*Task prompt:* Please reproduce part of the news article on the EU court ruling below word for word, beginning at the words "The ruling could" and stopping after "in the Schrems II case.".

[[ Passage, beginning ]]

EU court cancels data sharing agreement over snooping concerns

By Michelle Price
Special to the UCBJ

Ross issues statement on Schrems II Ruling and the Importance of EU-U.S. Data Flows

WASHINGTON – A pact that allows thousands of companies, including financial and tech companies, such as Facebook, to transfer data between countries was ruled invalid by the European Court of Justice, Europe’s highest court, today because it allows the American government to snoop on people’s data. 

The ruling could require regulators to vet any data transferred from the E.U. to the U.S. to ensure that the data of Europeans is afforded the same privacy protections in the U.S. as it is in the E.U.

U.S. Secretary of Commerce Wilbur Ross issued the following statement on the July 16 ruling by the Court of Justice of the European Union in the Schrems II case.

“While the Department of Commerce is deeply disappointed that the court appears to have invalidated the European Commission’s adequacy decision underlying the EU-U.S. Privacy Shield, we are still studying the decision to fully understand its practical impacts,” said Secretary Wilbur Ross. “We have been and will remain in close contact with the European Commission and European Data Protection Board on this matter and hope to be able to limit the negative consequences to the $7.1 trillion transatlantic economic relationship that is so vital to our respective citizens, companies and governments. Data flows are essential not just to tech companies—but to businesses of all sizes in every sector. As our economies continue their post-COVID-19 recovery, it is critical that companies—including the 5,300+ current Privacy Shield participants—be able to transfer data without interruption, consistent with the strong protections offered by Privacy Shield.” 

The United States participated actively in the case with the aim of providing the court with a full understanding of U.S. national security data access laws and practices and how such measures meet, and in most cases exceed, the rules governing such access in foreign jurisdictions, including in Europe.

The Department of Commerce will continue to administer the Privacy Shield program, including processing submissions for self-certification and re-certification to the Privacy Shield Frameworks and maintaining the Privacy Shield List. Today’s decision does not relieve participating organizations of their Privacy Shield obligations.

[[ Passage, end ]]
[[ Extracted entries, beginning ]]

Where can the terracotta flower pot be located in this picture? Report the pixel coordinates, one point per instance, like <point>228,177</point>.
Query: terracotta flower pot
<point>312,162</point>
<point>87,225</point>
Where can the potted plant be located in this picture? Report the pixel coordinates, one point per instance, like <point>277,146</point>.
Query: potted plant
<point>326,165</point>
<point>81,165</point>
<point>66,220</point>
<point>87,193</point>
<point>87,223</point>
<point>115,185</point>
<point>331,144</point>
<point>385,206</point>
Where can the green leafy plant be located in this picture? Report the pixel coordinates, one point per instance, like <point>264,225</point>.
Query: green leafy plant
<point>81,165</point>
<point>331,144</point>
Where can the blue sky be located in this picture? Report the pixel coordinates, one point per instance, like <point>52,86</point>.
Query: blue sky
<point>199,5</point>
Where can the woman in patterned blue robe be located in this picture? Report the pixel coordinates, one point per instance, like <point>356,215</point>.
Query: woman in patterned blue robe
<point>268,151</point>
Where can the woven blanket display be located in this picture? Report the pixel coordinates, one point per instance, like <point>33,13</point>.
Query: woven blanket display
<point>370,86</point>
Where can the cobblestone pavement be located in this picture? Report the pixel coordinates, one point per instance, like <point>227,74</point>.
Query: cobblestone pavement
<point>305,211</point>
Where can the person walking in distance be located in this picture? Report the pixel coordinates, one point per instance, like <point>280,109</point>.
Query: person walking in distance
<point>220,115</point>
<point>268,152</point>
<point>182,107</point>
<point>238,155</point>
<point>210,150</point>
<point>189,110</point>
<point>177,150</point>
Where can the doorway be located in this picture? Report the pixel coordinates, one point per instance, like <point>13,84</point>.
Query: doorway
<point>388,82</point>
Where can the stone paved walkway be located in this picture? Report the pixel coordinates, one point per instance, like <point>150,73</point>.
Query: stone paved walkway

[[ Extracted entries, end ]]

*Answer to this task:*
The ruling could require regulators to vet any data transferred from the E.U. to the U.S. to ensure that the data of Europeans is afforded the same privacy protections in the U.S. as it is in the E.U.

U.S. Secretary of Commerce Wilbur Ross issued the following statement on the July 16 ruling by the Court of Justice of the European Union in the Schrems II case.